3. Diz S. Lourenço Justiniano: Vidimus sapientem amoris nimietate infatuatum [18]: vimos um Deus, que é a própria sabedoria, tornado louco pelo muito amor pelos homens. E acaso não parece uma loucura de amor, exclama S. Agostinho, um Deus dar-se por alimento às suas criaturas? Nonne insânia videtur dicere: Manducate meam carnem, bibite meum sanguinem? [19] E que mais poderia uma criatura ter dito ao seu Criador? Audebimus et loqui, quod auctor omnium prae amatoriae bonitatis magnitudine extra se sit [20]: Fala assim S. Dionísio (V. de div. nom. c. 4) e diz que Deus, pela grandeza do seu amor, quase saiu fora de si, enquanto chegou a, sendo Deus, fazer-se homem, e até alimento dos homens. - Mas, Senhor, um tal excesso não era decente à vossa majestade. - Mas o amor, responde por Jesus S. Jo. Crisóstomo, não procura razão quando procura fazer bem e fazer-se conhecer ao amado; ele não vai onde lhe convém, mas onde é levado pelo seu desejo: Amor ratione caret, et vadit quo ducitur, non quo debeat (Serm. CXLVII) [21].
Ah meu Jesus, quanto me envergonho em pensar que, tendo à frente vós, bem infinito, amável sobre todo bem e tão enamorado pela minha alma, eu me voltei a amar bens vis e mesquinhos, e por eles deixei-vos. Ah, meu Deus, descobri-me sempre mais as grandezas da vossa bondade, a fim de que eu sempre mais me enamore de vós e me afadigue em dar-vos gosto. Ah meu Senhor, e qual objeto mais belo, melhor, mais santo, mais amável posso eu amar fora de vós? Amo-vos, bondade infinita, amo-vos mais do que a mim mesmo, e quero viver só para amar-vos, a vós que mereceis todo o meu amor.

***

ENUNCIADO 1:
Reproduza da listagem tudo o que vai da linha que contém "Locate sunglasses on woman in the frame." até a linha que contém "[564,759,744,896]", incluindo as duas.
A listagem não guarda relação alguma com o trecho.

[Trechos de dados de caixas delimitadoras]
***

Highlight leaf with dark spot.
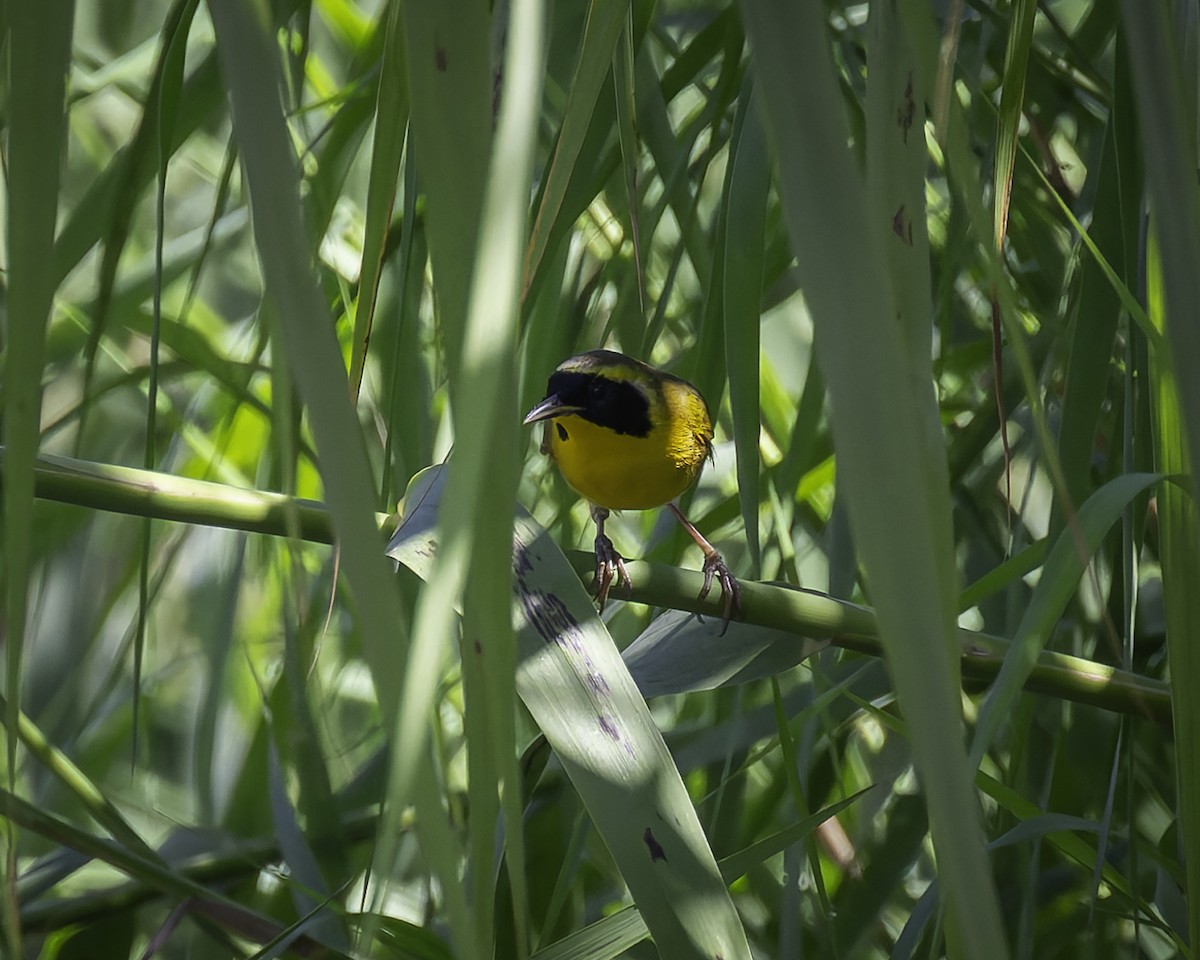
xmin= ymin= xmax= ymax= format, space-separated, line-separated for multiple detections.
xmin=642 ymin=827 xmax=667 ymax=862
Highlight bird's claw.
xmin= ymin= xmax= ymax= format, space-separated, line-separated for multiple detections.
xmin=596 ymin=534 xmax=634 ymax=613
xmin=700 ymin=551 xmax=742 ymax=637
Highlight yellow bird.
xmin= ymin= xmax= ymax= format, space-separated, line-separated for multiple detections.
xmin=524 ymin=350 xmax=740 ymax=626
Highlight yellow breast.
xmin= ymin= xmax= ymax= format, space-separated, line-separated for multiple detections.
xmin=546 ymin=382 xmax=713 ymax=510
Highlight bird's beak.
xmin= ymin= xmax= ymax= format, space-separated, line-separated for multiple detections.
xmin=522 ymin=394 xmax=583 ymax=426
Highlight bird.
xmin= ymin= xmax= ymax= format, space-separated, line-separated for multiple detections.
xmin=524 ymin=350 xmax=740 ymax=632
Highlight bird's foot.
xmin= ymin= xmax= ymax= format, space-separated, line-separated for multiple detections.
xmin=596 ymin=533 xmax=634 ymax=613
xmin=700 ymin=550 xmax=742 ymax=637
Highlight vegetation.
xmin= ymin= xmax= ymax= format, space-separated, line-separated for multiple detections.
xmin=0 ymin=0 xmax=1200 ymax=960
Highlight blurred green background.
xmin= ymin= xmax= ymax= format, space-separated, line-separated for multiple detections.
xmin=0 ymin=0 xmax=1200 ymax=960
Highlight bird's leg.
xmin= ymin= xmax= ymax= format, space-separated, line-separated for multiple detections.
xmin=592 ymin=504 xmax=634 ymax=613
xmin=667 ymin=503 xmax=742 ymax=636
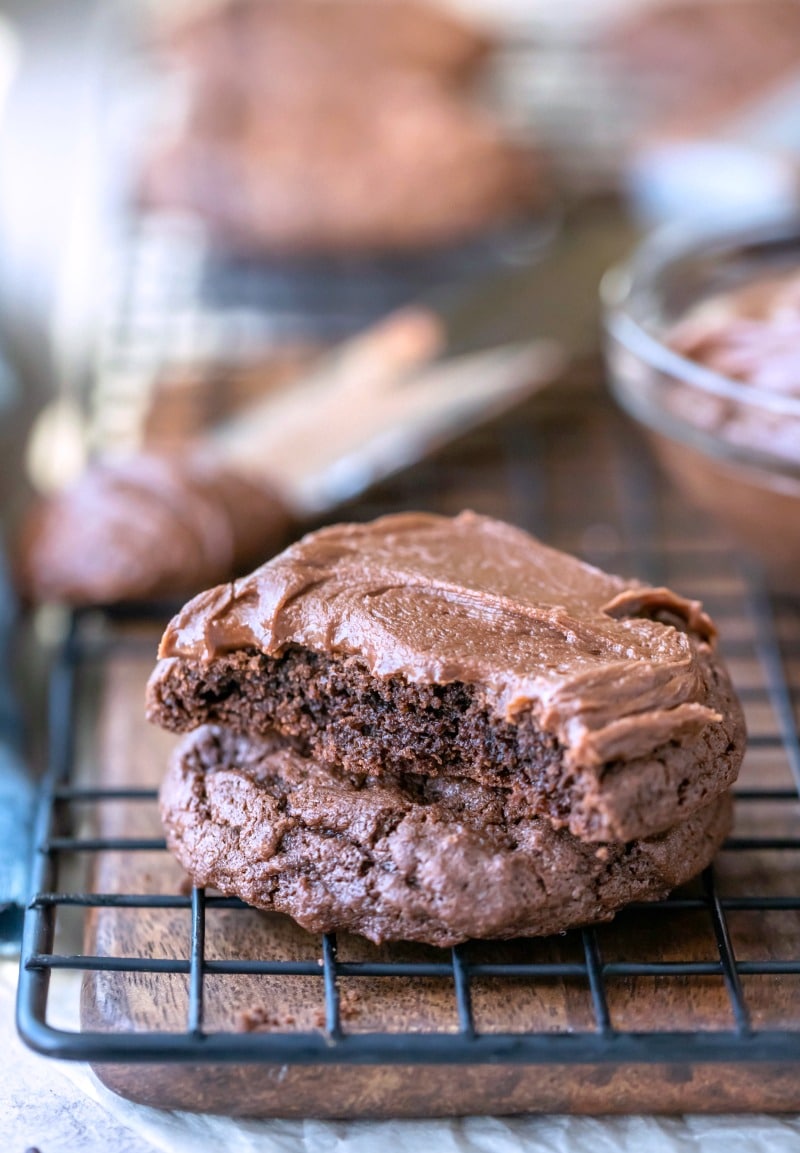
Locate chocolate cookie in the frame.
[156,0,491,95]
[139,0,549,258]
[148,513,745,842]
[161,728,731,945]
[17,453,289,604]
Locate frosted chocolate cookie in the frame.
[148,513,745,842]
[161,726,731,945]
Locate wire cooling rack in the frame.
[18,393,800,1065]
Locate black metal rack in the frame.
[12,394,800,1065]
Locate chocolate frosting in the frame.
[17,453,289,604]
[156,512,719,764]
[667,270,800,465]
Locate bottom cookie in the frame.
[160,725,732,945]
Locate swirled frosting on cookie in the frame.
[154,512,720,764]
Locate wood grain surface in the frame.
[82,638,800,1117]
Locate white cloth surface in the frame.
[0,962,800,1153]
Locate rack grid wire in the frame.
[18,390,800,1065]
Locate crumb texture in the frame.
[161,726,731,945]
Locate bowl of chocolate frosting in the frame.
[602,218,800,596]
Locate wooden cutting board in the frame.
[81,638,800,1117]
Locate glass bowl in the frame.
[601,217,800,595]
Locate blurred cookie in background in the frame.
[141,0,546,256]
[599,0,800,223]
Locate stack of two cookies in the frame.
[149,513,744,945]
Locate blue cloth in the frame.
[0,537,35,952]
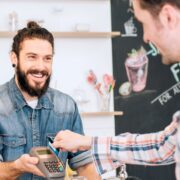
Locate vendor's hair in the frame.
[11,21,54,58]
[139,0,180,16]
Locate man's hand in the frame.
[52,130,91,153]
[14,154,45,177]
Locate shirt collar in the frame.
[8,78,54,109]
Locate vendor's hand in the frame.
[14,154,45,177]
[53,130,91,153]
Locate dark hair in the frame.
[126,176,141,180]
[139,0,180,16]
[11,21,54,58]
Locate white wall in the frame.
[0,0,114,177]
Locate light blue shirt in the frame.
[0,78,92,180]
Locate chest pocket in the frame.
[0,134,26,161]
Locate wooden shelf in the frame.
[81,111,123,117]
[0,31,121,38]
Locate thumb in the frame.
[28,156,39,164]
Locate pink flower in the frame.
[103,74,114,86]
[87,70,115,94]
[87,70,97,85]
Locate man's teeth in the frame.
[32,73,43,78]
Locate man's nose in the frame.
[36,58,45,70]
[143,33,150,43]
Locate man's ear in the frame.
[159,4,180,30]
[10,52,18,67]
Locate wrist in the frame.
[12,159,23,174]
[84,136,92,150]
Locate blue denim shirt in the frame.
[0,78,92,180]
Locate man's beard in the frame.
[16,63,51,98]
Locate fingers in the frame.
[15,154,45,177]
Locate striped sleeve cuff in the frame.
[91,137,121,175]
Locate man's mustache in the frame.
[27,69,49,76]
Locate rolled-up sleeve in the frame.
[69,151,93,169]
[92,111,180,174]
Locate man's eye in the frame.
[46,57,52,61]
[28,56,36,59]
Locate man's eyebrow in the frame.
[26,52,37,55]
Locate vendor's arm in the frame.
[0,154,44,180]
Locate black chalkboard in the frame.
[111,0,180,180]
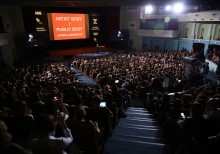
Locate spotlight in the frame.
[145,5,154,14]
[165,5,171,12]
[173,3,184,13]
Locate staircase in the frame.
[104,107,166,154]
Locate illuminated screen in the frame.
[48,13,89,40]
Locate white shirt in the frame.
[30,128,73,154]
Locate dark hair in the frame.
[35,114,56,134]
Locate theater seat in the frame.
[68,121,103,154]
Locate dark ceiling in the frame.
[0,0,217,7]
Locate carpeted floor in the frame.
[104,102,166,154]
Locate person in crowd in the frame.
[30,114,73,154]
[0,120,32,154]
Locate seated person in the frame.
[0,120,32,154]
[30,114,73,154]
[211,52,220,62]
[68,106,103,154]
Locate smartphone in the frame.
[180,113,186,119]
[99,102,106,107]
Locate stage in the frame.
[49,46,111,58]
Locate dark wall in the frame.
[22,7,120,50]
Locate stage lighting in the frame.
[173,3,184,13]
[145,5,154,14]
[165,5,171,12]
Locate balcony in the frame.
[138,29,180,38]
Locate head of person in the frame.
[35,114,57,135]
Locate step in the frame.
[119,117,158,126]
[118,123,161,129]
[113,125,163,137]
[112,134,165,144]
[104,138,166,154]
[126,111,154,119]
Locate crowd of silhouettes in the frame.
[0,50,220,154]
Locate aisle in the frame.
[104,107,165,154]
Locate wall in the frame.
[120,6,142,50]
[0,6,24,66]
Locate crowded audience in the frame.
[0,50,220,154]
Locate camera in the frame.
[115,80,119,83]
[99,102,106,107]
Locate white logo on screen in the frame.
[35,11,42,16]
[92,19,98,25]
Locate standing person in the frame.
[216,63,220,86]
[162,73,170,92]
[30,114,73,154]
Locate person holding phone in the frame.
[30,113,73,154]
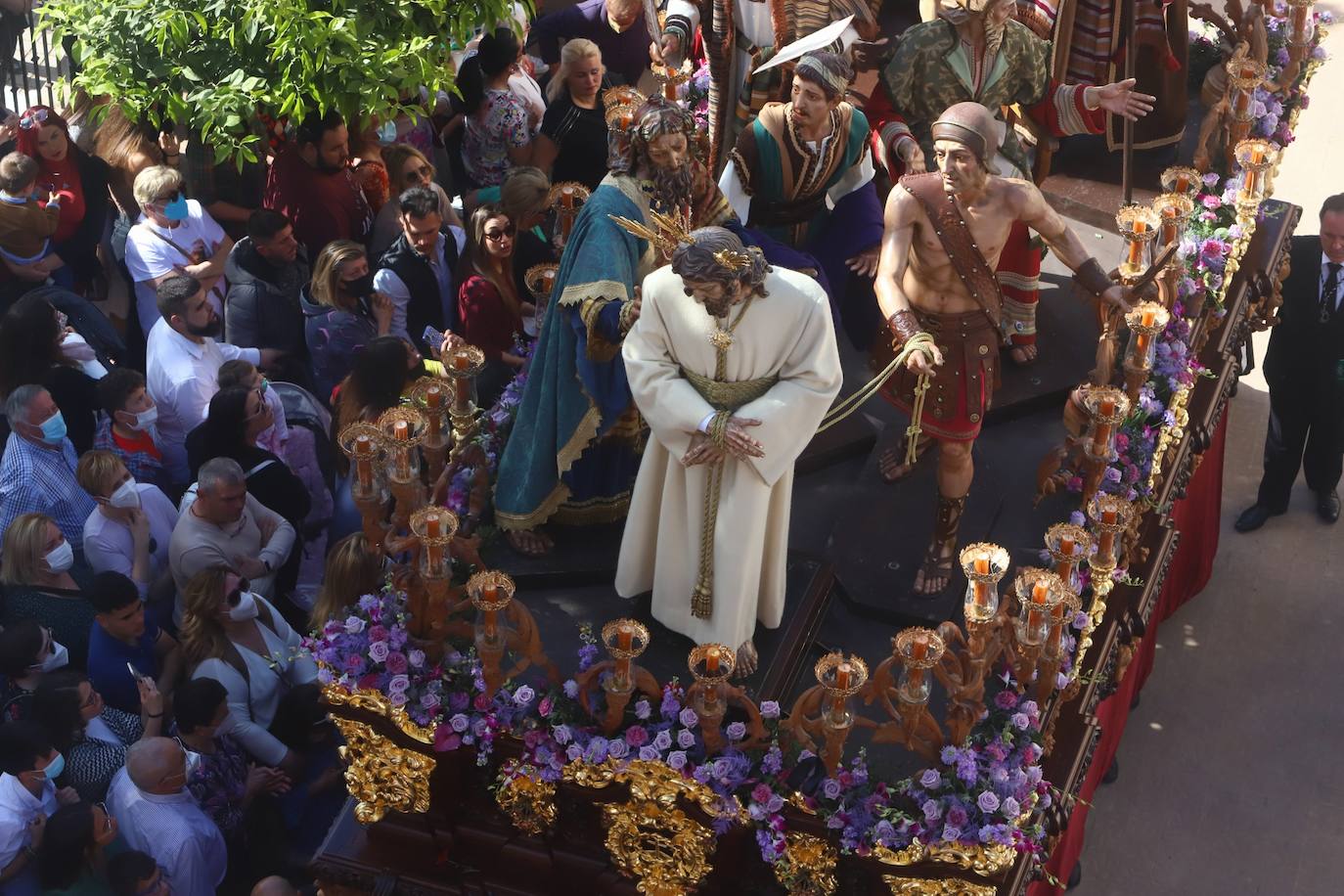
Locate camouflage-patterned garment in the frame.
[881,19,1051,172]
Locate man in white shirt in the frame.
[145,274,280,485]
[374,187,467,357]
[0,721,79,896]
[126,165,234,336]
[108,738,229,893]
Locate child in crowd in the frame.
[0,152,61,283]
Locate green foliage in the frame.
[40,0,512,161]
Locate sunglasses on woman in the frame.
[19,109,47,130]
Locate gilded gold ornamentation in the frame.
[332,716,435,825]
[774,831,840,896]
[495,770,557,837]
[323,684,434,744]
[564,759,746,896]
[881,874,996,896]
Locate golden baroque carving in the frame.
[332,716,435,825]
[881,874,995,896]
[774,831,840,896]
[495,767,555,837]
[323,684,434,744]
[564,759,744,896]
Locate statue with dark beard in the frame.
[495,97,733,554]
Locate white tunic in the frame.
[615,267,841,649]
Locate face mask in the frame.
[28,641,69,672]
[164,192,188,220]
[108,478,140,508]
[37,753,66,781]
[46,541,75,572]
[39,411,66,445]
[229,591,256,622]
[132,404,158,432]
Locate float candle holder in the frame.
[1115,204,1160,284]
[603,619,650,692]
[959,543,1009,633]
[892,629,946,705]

***

ENUNCIADO 2:
Reescreva o trecho, de "Ah meu Jesus, quanto" até "o meu amor.", substituindo "bondade" por "benignidade".

RESOLUÇÃO COMPLETA 1:
Locate sunglasses on woman in the frame.
[19,109,47,130]
Locate gilded gold ornamentation in the frame.
[332,716,435,825]
[774,831,840,896]
[495,770,557,837]
[323,684,434,744]
[564,759,746,896]
[881,874,996,896]
Locate golden baroque carving in the frame.
[332,716,435,825]
[881,874,995,896]
[774,831,840,896]
[495,767,555,837]
[323,684,434,744]
[564,759,744,896]

RESOLUÇÃO COMPLETA 2:
Ah meu Jesus, quanto me envergonho em pensar que, tendo à frente vós, bem infinito, amável sobre todo bem e tão enamorado pela minha alma, eu me voltei a amar bens vis e mesquinhos, e por eles deixei-vos. Ah, meu Deus, descobri-me sempre mais as grandezas da vossa benignidade, a fim de que eu sempre mais me enamore de vós e me afadigue em dar-vos gosto. Ah meu Senhor, e qual objeto mais belo, melhor, mais santo, mais amável posso eu amar fora de vós? Amo-vos, benignidade infinita, amo-vos mais do que a mim mesmo, e quero viver só para amar-vos, a vós que mereceis todo o meu amor.